SHORT PROBLEM: Report each line of the records below that contains the string "water", and copy every such line in full. Only matches with the same letter case count.

SUPPLIED DATA:
====
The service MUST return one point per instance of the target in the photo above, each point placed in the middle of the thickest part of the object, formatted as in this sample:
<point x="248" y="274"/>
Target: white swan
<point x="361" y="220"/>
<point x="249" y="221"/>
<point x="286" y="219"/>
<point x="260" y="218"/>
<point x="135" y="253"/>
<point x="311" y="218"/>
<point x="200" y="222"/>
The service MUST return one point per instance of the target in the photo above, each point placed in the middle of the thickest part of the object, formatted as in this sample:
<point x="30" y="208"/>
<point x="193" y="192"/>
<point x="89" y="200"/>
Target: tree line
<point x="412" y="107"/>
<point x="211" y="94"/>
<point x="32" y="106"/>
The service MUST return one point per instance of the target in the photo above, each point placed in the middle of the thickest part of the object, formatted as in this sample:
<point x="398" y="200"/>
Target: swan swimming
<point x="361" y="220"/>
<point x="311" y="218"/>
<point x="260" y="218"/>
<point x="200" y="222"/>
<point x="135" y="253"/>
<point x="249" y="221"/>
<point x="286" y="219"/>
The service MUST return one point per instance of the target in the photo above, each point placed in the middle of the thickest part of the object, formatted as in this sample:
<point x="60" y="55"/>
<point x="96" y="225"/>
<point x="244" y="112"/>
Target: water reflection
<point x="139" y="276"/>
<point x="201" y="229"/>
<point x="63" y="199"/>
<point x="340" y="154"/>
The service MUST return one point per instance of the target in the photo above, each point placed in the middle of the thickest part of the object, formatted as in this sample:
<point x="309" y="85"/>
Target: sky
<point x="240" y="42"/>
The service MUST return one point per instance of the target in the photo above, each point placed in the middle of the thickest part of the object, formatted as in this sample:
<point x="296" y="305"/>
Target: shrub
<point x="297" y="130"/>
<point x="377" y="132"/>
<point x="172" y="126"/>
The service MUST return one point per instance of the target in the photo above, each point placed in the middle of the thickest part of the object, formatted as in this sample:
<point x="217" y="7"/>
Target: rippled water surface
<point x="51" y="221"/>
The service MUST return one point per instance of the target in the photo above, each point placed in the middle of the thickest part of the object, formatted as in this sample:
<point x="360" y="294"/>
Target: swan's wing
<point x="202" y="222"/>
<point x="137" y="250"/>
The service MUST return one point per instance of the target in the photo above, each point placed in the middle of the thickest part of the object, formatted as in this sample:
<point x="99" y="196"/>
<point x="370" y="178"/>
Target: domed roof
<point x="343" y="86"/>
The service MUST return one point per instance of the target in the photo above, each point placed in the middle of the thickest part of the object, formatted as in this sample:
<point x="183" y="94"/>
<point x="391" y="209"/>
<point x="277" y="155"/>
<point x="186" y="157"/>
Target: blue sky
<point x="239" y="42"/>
====
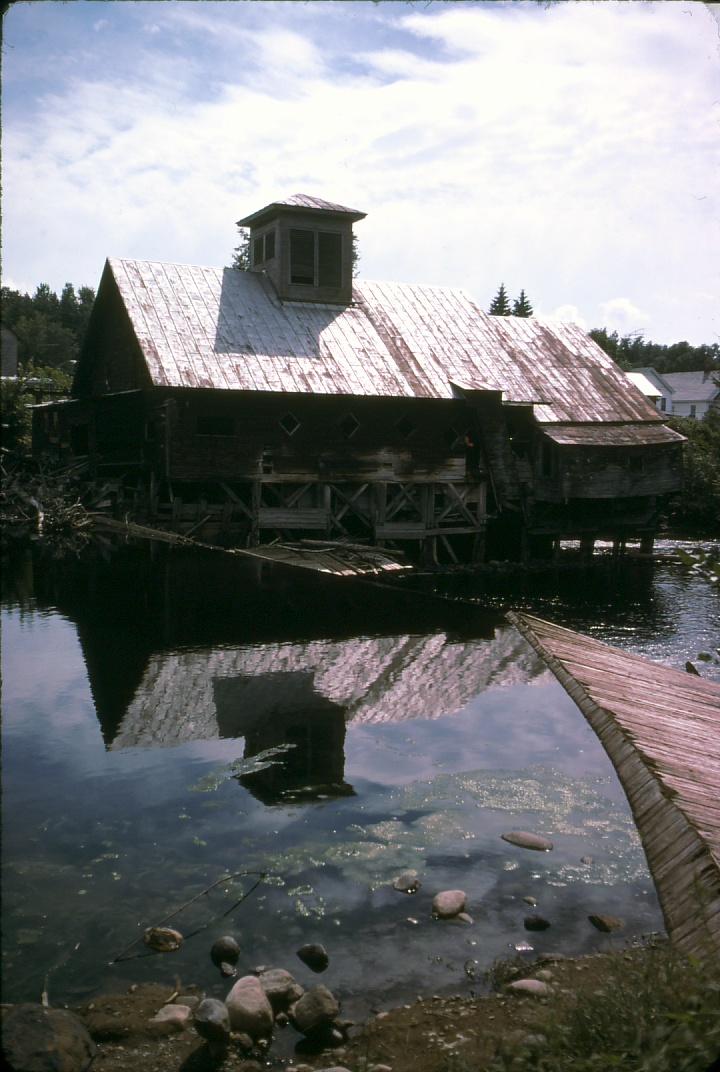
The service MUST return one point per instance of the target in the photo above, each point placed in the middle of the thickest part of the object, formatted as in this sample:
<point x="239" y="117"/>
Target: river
====
EXERCISE RESULT:
Target: water reflection
Target: rippled water surface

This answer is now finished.